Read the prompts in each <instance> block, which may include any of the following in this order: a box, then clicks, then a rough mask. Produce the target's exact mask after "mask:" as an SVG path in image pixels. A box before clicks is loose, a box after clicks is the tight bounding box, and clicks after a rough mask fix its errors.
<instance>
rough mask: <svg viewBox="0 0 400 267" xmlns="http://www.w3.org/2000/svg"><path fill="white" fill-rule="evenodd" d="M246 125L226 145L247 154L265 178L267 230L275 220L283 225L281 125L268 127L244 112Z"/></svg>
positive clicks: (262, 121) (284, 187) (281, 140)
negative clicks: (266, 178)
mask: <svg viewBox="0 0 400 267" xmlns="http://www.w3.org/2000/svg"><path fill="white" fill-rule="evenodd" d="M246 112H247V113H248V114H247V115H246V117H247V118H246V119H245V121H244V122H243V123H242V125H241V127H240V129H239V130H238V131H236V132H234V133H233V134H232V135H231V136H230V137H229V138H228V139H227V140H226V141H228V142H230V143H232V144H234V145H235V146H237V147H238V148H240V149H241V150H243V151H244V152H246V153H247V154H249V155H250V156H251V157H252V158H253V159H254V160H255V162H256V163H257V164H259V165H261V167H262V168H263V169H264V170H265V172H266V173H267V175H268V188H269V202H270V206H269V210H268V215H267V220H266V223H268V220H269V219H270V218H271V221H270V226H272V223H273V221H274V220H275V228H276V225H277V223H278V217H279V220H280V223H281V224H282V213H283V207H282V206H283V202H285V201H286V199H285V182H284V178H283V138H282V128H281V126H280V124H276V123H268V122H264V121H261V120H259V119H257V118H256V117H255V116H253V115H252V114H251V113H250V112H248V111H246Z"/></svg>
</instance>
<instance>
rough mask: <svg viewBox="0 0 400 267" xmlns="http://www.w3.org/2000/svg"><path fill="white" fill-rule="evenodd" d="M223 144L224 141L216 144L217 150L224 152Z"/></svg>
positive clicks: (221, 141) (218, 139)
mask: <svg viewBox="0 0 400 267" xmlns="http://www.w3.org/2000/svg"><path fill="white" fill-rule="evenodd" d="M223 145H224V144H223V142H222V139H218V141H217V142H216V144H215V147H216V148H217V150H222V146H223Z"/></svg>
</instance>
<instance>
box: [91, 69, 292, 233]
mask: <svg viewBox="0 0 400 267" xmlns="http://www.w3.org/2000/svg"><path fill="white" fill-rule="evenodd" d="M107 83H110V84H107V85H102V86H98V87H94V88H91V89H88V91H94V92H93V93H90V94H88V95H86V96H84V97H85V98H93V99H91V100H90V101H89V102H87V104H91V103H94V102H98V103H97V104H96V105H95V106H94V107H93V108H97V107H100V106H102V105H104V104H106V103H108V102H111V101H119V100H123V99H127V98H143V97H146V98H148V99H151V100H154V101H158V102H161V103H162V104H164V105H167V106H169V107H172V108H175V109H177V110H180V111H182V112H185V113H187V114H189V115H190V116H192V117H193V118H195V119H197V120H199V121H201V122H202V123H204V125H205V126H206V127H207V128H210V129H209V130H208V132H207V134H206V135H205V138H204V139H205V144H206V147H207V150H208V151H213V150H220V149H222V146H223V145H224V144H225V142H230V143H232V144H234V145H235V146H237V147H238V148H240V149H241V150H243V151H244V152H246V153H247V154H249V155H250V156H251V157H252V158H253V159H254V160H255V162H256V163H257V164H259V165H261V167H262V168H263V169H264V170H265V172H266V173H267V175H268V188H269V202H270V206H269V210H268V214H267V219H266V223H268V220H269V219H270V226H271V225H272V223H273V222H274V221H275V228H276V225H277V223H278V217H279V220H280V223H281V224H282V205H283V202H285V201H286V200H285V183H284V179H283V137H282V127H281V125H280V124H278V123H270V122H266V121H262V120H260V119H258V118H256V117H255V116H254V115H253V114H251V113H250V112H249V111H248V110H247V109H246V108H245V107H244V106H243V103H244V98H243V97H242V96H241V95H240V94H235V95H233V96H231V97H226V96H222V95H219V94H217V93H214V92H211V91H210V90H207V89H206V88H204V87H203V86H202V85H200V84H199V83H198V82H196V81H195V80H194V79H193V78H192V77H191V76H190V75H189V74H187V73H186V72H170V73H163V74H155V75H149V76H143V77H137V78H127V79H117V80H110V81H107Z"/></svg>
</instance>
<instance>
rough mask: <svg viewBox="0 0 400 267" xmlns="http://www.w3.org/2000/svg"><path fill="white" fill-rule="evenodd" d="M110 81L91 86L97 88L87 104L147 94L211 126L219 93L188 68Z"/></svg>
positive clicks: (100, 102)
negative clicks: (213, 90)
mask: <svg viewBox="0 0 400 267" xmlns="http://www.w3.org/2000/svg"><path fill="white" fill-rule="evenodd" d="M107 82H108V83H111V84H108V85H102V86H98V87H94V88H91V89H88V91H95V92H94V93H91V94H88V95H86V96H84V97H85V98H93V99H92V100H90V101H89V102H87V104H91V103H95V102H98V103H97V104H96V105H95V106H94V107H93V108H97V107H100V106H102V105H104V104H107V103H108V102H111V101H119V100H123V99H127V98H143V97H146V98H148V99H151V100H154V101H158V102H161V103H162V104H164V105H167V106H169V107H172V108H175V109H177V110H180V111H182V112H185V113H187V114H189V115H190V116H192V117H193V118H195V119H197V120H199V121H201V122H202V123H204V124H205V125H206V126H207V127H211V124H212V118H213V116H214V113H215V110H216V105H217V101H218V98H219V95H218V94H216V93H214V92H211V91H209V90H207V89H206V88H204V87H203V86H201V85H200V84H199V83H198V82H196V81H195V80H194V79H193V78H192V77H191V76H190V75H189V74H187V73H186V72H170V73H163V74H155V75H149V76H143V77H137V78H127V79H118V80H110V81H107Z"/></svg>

#### EXERCISE REQUIREMENTS:
Each entry above should be restated exactly as supplied.

#### TASK ANSWER:
Read the prompts in each <instance> block, which may include any of the following in this order: a box, then clicks, then a rough mask. Produce the target's exact mask after "mask:" as an SVG path in image pixels. A box before clicks is loose, a box after clicks is the tight bounding box, and clicks after a rough mask fix its errors.
<instance>
rough mask: <svg viewBox="0 0 400 267" xmlns="http://www.w3.org/2000/svg"><path fill="white" fill-rule="evenodd" d="M246 125L226 145L247 154L265 178L267 230L275 220L283 225L281 125L268 127L244 112Z"/></svg>
positive clicks: (262, 121) (284, 187) (281, 140)
negative clicks: (266, 178)
mask: <svg viewBox="0 0 400 267" xmlns="http://www.w3.org/2000/svg"><path fill="white" fill-rule="evenodd" d="M246 112H247V113H248V114H247V115H246V117H247V118H246V119H245V121H244V122H243V123H242V125H241V127H240V129H239V130H238V131H236V132H234V133H233V134H232V135H231V136H230V137H229V138H228V139H227V140H226V141H228V142H230V143H232V144H234V145H235V146H237V147H238V148H240V149H241V150H243V151H244V152H246V153H247V154H249V155H250V156H251V157H252V158H253V159H254V160H255V162H256V163H257V164H259V165H261V167H262V168H263V169H264V170H265V172H266V173H267V175H268V188H269V202H270V206H269V210H268V215H267V220H266V223H268V220H269V219H270V218H271V221H270V226H272V223H273V221H274V220H275V228H276V225H277V223H278V217H279V220H280V223H281V224H282V213H283V207H282V206H283V202H285V201H286V199H285V182H284V178H283V138H282V128H281V126H280V124H276V123H268V122H264V121H261V120H259V119H257V118H256V117H255V116H253V115H252V114H251V113H250V112H248V111H246Z"/></svg>
</instance>
<instance>
rough mask: <svg viewBox="0 0 400 267" xmlns="http://www.w3.org/2000/svg"><path fill="white" fill-rule="evenodd" d="M223 144L224 141L216 144L217 150L224 152Z"/></svg>
positive clicks: (221, 141) (218, 139)
mask: <svg viewBox="0 0 400 267" xmlns="http://www.w3.org/2000/svg"><path fill="white" fill-rule="evenodd" d="M223 145H224V144H223V142H222V139H218V141H217V142H216V144H215V147H216V148H217V150H222V146H223Z"/></svg>
</instance>
<instance>
box: [91, 69, 292, 233]
mask: <svg viewBox="0 0 400 267" xmlns="http://www.w3.org/2000/svg"><path fill="white" fill-rule="evenodd" d="M107 83H110V84H107V85H102V86H98V87H94V88H91V89H88V91H94V92H93V93H90V94H88V95H86V96H84V97H85V98H93V99H91V100H90V101H89V102H87V104H91V103H94V102H98V103H97V104H96V105H95V106H94V107H93V108H97V107H100V106H102V105H104V104H106V103H108V102H111V101H119V100H123V99H127V98H143V97H146V98H148V99H151V100H154V101H158V102H161V103H162V104H164V105H167V106H169V107H172V108H175V109H177V110H180V111H182V112H185V113H187V114H189V115H190V116H192V117H193V118H195V119H197V120H199V121H201V122H202V123H204V125H205V126H206V127H207V128H210V129H209V130H208V132H207V134H206V135H205V138H204V139H205V144H206V147H207V150H208V151H213V150H220V149H222V146H223V145H224V144H225V142H230V143H232V144H234V145H235V146H237V147H238V148H240V149H241V150H243V151H244V152H246V153H247V154H249V155H250V156H251V157H252V158H253V159H254V160H255V162H256V163H257V164H259V165H261V167H262V168H263V169H264V170H265V172H266V173H267V175H268V188H269V202H270V206H269V210H268V214H267V219H266V223H268V220H269V219H270V226H271V225H272V223H273V222H274V221H275V228H276V225H277V223H278V217H279V220H280V223H281V224H282V205H283V202H285V201H286V200H285V183H284V179H283V137H282V127H281V125H280V124H278V123H270V122H266V121H262V120H260V119H258V118H256V117H255V116H254V115H253V114H251V113H250V112H249V111H248V110H247V109H246V108H245V107H244V106H243V103H244V98H243V97H242V96H241V95H240V94H235V95H233V96H231V97H226V96H222V95H219V94H217V93H214V92H211V91H210V90H207V89H206V88H204V87H203V86H202V85H200V84H199V83H198V82H196V81H195V80H194V79H193V78H192V77H191V76H190V75H189V74H187V73H186V72H170V73H163V74H155V75H149V76H143V77H137V78H127V79H117V80H110V81H107Z"/></svg>
</instance>
<instance>
rough mask: <svg viewBox="0 0 400 267" xmlns="http://www.w3.org/2000/svg"><path fill="white" fill-rule="evenodd" d="M110 81L91 86L97 88L87 104L147 94L211 126L219 93L188 68Z"/></svg>
positive clicks: (100, 102)
negative clicks: (213, 90)
mask: <svg viewBox="0 0 400 267" xmlns="http://www.w3.org/2000/svg"><path fill="white" fill-rule="evenodd" d="M107 82H108V83H111V84H108V85H102V86H98V87H94V88H91V89H88V91H95V92H94V93H91V94H88V95H86V96H84V97H85V98H93V99H92V100H90V101H89V102H87V104H91V103H95V102H98V103H97V104H96V105H95V106H94V107H93V108H97V107H100V106H102V105H104V104H107V103H108V102H111V101H119V100H123V99H127V98H143V97H146V98H148V99H151V100H154V101H158V102H161V103H162V104H164V105H167V106H169V107H172V108H175V109H177V110H180V111H182V112H185V113H187V114H189V115H190V116H192V117H193V118H195V119H197V120H199V121H201V122H202V123H204V124H205V125H206V126H207V127H211V124H212V118H213V116H214V113H215V110H216V105H217V101H218V98H219V95H218V94H216V93H214V92H211V91H209V90H207V89H206V88H204V87H203V86H201V85H200V84H199V83H198V82H196V81H195V80H194V79H193V78H192V77H191V76H190V75H189V74H187V73H186V72H170V73H163V74H155V75H149V76H143V77H137V78H127V79H118V80H110V81H107Z"/></svg>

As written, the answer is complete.